==== Data excerpts ====

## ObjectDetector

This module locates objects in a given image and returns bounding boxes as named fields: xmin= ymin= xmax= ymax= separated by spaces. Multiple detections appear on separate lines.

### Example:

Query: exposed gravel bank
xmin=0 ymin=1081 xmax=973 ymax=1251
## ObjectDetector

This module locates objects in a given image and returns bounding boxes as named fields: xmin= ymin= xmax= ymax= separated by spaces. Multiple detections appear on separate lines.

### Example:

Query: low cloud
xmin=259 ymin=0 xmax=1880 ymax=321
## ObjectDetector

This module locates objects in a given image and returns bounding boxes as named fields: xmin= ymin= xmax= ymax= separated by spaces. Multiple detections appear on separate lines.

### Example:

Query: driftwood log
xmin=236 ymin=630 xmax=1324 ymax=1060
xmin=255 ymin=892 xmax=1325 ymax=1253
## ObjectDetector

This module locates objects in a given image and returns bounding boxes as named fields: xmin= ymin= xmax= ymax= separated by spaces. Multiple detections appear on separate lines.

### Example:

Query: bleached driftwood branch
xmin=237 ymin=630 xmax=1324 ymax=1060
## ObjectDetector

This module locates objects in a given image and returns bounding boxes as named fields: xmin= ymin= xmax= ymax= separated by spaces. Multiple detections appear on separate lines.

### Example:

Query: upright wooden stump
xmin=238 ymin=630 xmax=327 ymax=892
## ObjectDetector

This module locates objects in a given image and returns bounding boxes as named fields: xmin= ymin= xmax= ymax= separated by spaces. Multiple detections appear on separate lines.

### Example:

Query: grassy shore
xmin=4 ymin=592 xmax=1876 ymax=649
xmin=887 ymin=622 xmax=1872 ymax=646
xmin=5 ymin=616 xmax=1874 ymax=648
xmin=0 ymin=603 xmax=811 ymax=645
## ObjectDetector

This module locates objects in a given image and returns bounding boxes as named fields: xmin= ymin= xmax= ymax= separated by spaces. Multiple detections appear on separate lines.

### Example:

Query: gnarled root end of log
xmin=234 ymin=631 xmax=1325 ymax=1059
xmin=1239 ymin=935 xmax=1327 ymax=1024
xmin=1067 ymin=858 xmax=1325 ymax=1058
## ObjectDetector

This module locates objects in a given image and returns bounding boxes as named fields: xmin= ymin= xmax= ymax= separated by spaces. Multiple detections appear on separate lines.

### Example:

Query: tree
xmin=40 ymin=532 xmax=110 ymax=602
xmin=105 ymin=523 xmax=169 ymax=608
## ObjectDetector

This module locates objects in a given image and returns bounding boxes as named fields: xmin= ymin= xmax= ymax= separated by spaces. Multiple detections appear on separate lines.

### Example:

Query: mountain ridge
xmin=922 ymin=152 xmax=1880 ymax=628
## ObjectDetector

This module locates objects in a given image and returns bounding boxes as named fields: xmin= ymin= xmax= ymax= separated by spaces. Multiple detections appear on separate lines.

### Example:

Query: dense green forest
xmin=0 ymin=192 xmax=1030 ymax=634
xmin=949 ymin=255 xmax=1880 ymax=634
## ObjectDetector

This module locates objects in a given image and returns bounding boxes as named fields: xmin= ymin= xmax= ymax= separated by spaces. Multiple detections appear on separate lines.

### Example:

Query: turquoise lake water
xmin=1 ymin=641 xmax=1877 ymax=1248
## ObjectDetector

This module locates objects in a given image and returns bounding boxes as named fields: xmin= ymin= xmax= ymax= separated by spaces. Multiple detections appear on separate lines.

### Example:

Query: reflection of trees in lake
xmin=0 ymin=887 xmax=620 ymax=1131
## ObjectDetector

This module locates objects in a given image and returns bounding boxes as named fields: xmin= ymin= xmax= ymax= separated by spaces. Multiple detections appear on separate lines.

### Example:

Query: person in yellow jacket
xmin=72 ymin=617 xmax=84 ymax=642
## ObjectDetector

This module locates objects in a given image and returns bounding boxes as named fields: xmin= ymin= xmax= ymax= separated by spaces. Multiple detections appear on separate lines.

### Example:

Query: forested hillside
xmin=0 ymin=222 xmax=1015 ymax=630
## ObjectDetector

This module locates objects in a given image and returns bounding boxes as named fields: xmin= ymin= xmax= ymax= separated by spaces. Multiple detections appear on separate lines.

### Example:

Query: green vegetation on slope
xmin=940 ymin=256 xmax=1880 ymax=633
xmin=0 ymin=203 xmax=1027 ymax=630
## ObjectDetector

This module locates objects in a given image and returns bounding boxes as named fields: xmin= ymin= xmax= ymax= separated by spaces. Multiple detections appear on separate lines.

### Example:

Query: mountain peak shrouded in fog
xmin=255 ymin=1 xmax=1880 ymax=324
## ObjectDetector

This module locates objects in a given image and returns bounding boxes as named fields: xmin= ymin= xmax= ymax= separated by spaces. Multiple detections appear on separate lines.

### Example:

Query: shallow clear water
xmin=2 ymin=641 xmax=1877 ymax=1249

====

Work request: Exact retyping of every entry is required.

Output:
## ObjectDetector

This module locates objects in a given image and returns bounding boxes as named fields: xmin= ymin= xmax= ymax= separated by spaces. Multiple detections appear on separate lines.

### Example:

Query: exposed gravel bank
xmin=0 ymin=1081 xmax=973 ymax=1251
## ObjectDetector

This module locates objects in a given image and returns bounding boxes as named fields: xmin= ymin= xmax= ymax= separated by spaces. Multiple detections appear on separate lines.

### Example:

Query: low cloud
xmin=259 ymin=0 xmax=1880 ymax=321
## ObjectDetector

This module locates objects in a given image and returns bounding boxes as named fields: xmin= ymin= xmax= ymax= separated by spaces. Multiple detections appear on separate lines.

### Example:

Query: driftwood log
xmin=236 ymin=630 xmax=1324 ymax=1060
xmin=255 ymin=892 xmax=1325 ymax=1253
## ObjectDetector

This module locates objects in a given image and returns bounding boxes as named fields: xmin= ymin= xmax= ymax= separated by spaces. Multiple detections appear on separate lines.

### Example:

Query: bleached driftwood branch
xmin=237 ymin=630 xmax=1324 ymax=1060
## ObjectDetector

This module locates objects in a given image and returns bounding boxes as named fields: xmin= ymin= xmax= ymax= separated by spaces. Multiple detections appear on separate lines.

### Example:

Query: upright wooden stump
xmin=238 ymin=630 xmax=327 ymax=892
## ObjectDetector

This module locates objects in a given image and returns bounding boxes as named fields: xmin= ymin= xmax= ymax= separated by spaces. Multiple detections appear on separate lines.

### Example:

Query: grassy shore
xmin=4 ymin=592 xmax=1876 ymax=649
xmin=887 ymin=622 xmax=1872 ymax=646
xmin=5 ymin=616 xmax=1874 ymax=648
xmin=0 ymin=603 xmax=811 ymax=645
## ObjectDetector

This module locates objects in a given image and returns bounding boxes as named fields: xmin= ymin= xmax= ymax= separated by spaces. Multiple detections appear on separate lines.

### Example:

Query: gnarled root end of log
xmin=234 ymin=631 xmax=1325 ymax=1059
xmin=1239 ymin=935 xmax=1327 ymax=1024
xmin=1067 ymin=858 xmax=1325 ymax=1058
## ObjectDetector

This module locates objects in a given image and returns bounding boxes as named fields: xmin= ymin= xmax= ymax= separated by spaces. Multiple detections appear on separate lines.

### Example:

Query: tree
xmin=40 ymin=532 xmax=110 ymax=602
xmin=105 ymin=523 xmax=169 ymax=608
## ObjectDetector

This module locates objects in a given image and returns bounding boxes as named fields: xmin= ymin= xmax= ymax= separated by spaces. Multiple detections appear on separate lines.

### Example:

Query: mountain ridge
xmin=922 ymin=152 xmax=1880 ymax=628
## ObjectDetector

This module locates objects in a given image and returns bounding boxes as named fields: xmin= ymin= xmax= ymax= separated by spaces. Multiple detections appear on separate lines.

### Example:

Query: dense green forest
xmin=0 ymin=192 xmax=1030 ymax=634
xmin=949 ymin=255 xmax=1880 ymax=634
## ObjectDetector

This module locates objects in a given image and returns bounding boxes as named fields: xmin= ymin= xmax= ymax= separated by spaces. Multiple detections appear on separate lines.

### Example:

Query: turquoise lake water
xmin=1 ymin=641 xmax=1877 ymax=1248
## ObjectDetector

This module locates objects in a given image and returns bounding boxes as named fields: xmin= ymin= xmax= ymax= separated by spaces. Multiple detections appear on separate lines.

### Example:

Query: reflection of trees in lake
xmin=0 ymin=887 xmax=620 ymax=1131
## ObjectDetector

This module locates objects in a given image and returns bounding boxes as named fields: xmin= ymin= xmax= ymax= separated by spaces. Multiple detections appear on separate lines.

### Example:

Query: person in yellow jacket
xmin=72 ymin=617 xmax=84 ymax=642
## ObjectDetector

This module locates objects in a given image and returns bounding boxes as named fields: xmin= ymin= xmax= ymax= separated by spaces. Multiple detections appear on separate lines.

### Example:

Query: forested hillside
xmin=0 ymin=222 xmax=1015 ymax=630
## ObjectDetector

This module locates objects in a given image and returns bounding boxes as named fields: xmin= ymin= xmax= ymax= separated by spaces. Multiple detections appear on separate lines.

### Example:

Query: green vegetation on slope
xmin=940 ymin=256 xmax=1880 ymax=633
xmin=0 ymin=203 xmax=1027 ymax=630
## ObjectDetector

This module locates objects in a given image and returns bounding boxes as named fields: xmin= ymin= xmax= ymax= separated by spaces. Multiple detections appear on separate lines.

### Example:

Query: mountain peak shrouded in fog
xmin=255 ymin=1 xmax=1880 ymax=324
## ObjectDetector

This module locates objects in a given image and returns bounding boxes as named fields: xmin= ymin= xmax= ymax= separated by spaces. Multiple detections appear on separate lines.

### Example:

Query: shallow clear water
xmin=2 ymin=641 xmax=1877 ymax=1249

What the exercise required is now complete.